Can you write the next part of the retirement forum text below, starting right after its last sentence?

-- Provided text --
☆ ☆ ☆
Do not postpone life till after retirement. It may never come or not come as you have planned.
DH retired in summer with me. While we had planned to start travelling a lot he had to go through 2 spinal surgeries so far. No travelling in sight. We are so happy that we have already travelled quite a lot before retirement.
Some things just cannot be planned.
Dear feelan,

You "are here," on this board, because this is a community of folks who take your plight seriously. Many of us have asked similar questions, faced similar losses, and worked at rebuilding our lives while deeply missing loved ones.

Your story is similar to one my family faced when my grandfather died in 1963. He died within a year of retirement, leaving my dear grandmother to live on another 22 years without him. She made a good life for herself. But they had worked very hard their whole lives at low-paying jobs, paid off their two acre farm before the Depression hit, and conscientiously saved for their future. She had to make the best of retirement alone, without him.
☆ ☆ ☆
-- Point-per-instance localization data --
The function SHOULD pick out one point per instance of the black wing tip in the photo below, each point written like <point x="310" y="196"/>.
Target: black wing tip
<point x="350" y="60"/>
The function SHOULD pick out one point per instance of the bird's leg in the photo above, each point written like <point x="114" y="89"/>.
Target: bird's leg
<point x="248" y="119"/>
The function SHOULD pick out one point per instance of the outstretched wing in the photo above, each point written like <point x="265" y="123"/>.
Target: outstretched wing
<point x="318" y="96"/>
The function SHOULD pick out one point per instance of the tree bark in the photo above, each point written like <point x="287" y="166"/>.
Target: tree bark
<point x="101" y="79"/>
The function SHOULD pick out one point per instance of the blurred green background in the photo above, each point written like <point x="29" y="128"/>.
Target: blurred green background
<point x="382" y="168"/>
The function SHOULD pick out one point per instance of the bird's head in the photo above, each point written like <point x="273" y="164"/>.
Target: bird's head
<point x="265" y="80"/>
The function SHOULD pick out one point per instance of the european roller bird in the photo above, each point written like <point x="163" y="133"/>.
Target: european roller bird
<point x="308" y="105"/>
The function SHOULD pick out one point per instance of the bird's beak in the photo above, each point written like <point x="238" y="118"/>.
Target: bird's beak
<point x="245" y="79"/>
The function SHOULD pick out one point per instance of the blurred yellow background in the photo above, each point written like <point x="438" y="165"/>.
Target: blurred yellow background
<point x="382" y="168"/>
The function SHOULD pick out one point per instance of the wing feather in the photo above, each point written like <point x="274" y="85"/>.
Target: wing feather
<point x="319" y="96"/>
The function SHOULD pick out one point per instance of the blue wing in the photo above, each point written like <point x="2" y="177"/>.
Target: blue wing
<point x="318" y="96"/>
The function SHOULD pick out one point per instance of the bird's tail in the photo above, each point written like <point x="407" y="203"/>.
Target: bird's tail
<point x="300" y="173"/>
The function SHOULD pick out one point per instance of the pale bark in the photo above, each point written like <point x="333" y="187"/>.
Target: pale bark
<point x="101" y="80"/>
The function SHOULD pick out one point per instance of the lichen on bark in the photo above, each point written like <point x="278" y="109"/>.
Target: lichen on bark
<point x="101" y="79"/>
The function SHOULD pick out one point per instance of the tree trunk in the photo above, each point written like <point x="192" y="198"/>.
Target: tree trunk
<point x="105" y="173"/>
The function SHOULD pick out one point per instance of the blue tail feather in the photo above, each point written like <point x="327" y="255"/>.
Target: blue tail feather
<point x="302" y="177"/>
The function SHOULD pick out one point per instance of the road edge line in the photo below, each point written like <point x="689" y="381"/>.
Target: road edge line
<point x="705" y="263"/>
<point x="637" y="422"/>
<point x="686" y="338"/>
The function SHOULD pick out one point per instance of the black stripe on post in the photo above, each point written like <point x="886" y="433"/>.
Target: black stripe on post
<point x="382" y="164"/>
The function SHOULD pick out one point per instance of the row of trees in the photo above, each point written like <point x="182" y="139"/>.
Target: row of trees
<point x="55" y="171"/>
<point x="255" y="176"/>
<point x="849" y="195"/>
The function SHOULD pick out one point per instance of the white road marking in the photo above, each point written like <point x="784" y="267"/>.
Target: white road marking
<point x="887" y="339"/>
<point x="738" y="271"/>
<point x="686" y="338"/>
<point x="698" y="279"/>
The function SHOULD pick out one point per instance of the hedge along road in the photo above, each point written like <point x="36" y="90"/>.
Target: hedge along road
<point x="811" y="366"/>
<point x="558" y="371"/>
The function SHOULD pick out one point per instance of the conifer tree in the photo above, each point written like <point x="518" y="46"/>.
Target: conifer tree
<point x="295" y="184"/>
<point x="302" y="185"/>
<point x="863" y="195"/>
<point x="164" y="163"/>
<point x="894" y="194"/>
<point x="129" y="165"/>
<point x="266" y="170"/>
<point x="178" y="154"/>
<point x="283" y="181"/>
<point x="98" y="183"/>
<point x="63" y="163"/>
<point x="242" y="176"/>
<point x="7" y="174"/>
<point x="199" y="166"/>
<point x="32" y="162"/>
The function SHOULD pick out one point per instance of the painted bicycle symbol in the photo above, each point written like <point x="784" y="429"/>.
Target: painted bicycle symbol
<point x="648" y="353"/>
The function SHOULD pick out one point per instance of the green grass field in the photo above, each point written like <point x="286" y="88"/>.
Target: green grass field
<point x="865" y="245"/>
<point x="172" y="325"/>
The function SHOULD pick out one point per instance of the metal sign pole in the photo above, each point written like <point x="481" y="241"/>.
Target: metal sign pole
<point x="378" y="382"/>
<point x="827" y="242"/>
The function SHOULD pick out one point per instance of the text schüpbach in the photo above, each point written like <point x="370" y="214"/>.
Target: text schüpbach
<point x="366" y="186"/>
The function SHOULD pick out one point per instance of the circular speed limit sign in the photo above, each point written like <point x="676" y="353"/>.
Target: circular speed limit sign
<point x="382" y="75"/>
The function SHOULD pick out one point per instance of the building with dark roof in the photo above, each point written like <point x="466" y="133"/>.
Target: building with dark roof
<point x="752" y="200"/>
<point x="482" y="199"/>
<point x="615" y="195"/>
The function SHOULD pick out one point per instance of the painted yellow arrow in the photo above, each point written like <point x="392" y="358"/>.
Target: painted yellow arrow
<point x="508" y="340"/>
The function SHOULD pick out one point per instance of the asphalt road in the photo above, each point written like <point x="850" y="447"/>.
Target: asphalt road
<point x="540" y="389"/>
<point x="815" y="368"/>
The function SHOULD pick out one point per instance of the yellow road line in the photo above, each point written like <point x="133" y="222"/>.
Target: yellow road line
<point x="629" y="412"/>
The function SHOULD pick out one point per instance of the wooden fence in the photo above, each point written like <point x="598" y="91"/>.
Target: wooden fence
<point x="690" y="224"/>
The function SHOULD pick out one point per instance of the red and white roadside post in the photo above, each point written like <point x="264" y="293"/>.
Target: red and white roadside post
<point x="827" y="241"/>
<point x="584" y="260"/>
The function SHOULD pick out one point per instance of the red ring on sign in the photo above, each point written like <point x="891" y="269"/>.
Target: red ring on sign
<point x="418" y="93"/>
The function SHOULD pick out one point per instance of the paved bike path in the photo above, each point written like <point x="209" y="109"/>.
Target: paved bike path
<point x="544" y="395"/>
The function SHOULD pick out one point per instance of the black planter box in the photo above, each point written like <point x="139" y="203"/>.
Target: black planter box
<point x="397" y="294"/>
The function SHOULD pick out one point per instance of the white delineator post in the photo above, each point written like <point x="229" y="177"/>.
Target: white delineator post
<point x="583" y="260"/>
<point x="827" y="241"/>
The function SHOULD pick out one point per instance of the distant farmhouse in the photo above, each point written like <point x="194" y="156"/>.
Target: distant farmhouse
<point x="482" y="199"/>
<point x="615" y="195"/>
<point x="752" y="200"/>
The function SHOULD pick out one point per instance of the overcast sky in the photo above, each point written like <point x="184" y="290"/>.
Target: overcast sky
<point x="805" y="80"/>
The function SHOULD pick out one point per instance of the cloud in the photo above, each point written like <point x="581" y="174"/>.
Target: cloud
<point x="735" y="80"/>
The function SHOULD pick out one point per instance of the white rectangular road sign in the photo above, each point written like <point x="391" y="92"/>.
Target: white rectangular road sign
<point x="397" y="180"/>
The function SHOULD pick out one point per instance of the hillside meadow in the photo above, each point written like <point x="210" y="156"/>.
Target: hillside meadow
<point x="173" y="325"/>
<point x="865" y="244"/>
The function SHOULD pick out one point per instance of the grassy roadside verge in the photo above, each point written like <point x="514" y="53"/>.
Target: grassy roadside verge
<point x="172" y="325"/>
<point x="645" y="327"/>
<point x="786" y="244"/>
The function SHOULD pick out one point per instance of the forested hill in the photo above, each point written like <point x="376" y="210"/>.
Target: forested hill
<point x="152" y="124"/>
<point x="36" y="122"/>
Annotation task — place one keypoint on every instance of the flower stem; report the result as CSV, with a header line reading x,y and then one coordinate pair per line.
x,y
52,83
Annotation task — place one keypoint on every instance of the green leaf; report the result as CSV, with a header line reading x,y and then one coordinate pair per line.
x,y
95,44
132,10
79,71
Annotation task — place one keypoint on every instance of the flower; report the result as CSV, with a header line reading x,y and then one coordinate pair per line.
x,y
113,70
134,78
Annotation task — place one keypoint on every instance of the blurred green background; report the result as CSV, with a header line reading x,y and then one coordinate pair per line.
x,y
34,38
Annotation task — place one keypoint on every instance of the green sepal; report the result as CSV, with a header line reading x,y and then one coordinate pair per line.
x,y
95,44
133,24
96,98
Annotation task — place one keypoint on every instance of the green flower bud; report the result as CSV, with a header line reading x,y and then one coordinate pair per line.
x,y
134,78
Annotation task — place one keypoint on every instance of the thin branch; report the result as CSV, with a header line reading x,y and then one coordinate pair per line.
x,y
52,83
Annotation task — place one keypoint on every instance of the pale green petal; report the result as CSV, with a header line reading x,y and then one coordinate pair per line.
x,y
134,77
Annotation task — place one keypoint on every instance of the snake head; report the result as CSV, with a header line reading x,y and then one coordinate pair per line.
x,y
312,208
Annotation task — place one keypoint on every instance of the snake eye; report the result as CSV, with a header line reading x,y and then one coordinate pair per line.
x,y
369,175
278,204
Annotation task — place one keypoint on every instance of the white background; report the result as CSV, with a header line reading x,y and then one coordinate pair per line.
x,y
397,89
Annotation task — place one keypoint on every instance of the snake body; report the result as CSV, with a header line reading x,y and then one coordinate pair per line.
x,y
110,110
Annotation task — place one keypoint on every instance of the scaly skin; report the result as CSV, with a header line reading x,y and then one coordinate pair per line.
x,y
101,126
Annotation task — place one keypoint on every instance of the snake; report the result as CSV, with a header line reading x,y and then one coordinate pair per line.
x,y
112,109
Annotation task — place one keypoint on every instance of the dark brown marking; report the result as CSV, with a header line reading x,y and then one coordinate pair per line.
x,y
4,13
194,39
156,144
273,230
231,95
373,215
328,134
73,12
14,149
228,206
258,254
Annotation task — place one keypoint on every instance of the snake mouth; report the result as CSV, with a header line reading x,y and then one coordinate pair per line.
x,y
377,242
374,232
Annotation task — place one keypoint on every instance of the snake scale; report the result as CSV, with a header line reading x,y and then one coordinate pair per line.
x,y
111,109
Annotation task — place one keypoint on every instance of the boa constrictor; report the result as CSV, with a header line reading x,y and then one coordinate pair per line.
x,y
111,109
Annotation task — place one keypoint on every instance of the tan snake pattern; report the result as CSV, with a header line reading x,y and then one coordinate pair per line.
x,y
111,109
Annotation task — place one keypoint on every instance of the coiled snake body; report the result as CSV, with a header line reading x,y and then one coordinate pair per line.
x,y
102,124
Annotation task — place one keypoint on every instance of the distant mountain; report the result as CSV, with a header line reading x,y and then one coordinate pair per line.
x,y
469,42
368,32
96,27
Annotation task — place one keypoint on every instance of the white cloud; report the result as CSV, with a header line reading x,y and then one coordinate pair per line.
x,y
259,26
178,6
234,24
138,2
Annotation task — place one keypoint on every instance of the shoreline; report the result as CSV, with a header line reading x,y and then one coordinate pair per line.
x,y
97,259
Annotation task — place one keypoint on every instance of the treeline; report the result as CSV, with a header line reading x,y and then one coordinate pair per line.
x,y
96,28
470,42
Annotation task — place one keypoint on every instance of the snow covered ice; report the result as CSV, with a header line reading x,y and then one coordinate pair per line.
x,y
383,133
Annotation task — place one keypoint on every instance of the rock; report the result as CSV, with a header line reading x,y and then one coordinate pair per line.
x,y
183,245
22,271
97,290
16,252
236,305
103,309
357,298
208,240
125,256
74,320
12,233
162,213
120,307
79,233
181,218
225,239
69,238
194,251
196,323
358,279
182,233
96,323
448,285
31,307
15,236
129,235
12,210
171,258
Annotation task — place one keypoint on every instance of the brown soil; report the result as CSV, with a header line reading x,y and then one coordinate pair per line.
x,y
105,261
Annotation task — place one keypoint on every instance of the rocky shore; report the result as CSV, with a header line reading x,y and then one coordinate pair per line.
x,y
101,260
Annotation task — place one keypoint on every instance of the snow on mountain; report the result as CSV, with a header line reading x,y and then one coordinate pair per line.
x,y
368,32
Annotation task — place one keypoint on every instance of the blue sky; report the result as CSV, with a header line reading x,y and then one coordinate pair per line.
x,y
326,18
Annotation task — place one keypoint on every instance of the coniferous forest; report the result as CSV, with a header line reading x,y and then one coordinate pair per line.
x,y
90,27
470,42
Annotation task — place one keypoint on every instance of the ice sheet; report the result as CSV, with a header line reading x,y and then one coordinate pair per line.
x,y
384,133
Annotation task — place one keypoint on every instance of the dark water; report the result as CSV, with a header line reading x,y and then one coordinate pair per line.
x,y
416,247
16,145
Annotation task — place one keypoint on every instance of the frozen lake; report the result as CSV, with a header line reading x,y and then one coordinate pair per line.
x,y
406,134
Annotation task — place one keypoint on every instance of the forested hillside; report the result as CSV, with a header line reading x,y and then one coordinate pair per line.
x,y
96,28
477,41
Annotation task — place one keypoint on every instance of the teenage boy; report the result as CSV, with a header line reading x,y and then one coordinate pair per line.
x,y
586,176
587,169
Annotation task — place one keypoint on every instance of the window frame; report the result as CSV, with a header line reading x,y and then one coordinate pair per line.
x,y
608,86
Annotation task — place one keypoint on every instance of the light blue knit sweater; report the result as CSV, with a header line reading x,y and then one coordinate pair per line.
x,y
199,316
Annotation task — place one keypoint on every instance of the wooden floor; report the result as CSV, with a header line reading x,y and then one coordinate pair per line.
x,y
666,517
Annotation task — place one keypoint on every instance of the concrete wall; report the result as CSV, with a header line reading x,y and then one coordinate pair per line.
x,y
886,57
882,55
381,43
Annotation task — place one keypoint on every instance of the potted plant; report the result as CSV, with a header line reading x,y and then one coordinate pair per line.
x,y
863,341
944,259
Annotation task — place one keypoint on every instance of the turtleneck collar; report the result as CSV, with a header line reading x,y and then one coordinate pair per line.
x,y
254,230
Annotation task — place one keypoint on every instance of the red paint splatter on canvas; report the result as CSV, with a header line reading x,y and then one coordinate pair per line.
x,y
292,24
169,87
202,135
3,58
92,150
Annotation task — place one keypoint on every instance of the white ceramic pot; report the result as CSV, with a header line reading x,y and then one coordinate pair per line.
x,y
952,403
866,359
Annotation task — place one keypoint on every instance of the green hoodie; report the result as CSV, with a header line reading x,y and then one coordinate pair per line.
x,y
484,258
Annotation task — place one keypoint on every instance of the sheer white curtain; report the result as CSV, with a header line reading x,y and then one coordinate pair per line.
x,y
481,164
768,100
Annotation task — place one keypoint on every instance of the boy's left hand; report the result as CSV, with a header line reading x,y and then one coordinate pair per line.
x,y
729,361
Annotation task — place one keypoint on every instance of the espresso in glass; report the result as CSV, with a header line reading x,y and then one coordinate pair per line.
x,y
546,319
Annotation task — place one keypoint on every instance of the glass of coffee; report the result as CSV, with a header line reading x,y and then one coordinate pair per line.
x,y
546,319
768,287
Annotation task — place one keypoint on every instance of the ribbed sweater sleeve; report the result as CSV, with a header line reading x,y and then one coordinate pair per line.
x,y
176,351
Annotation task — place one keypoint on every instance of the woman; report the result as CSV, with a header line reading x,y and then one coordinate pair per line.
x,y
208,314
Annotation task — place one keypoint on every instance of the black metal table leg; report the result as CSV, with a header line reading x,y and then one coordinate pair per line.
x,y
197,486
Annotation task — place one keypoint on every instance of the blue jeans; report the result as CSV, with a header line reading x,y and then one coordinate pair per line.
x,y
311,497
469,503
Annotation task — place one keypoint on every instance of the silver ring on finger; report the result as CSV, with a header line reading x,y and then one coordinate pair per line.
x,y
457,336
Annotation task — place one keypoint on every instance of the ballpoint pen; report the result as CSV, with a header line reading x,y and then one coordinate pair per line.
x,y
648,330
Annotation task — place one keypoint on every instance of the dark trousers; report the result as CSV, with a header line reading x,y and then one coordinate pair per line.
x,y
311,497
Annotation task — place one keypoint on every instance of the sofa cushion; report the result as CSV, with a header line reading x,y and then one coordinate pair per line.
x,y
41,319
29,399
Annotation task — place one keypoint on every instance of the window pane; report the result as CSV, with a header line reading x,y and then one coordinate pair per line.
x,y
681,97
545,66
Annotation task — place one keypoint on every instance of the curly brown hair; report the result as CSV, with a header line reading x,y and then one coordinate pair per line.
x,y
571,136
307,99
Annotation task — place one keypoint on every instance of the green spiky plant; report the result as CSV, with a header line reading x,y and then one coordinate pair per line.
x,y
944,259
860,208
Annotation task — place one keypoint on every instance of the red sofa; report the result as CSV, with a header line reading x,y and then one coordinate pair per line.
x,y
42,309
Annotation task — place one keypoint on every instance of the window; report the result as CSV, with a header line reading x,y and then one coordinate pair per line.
☆ ☆ ☆
-- Output of the exercise --
I was only a little girl at the time, but do remember the impact this had on my parents and other members of the family. Overall, their response was similar to the quote above. And they made their choices accordingly, which did have a positive impact on their lives.

DH and I have taken a similar approach. DH is disabled with a serious lung disease, though he never smoked. We planned our future accordingly, and have tried to enjoy life and travel throughout the past 20 years as his breathing has deteriorated. This has led to "no regrets," and true enjoyment of each day we are given. It also encouraged us to plan and save for ER, knowing our years together are limited.

Would not change a thing. (Other than his lungs!)

Hang in there, feelan. You are not alone!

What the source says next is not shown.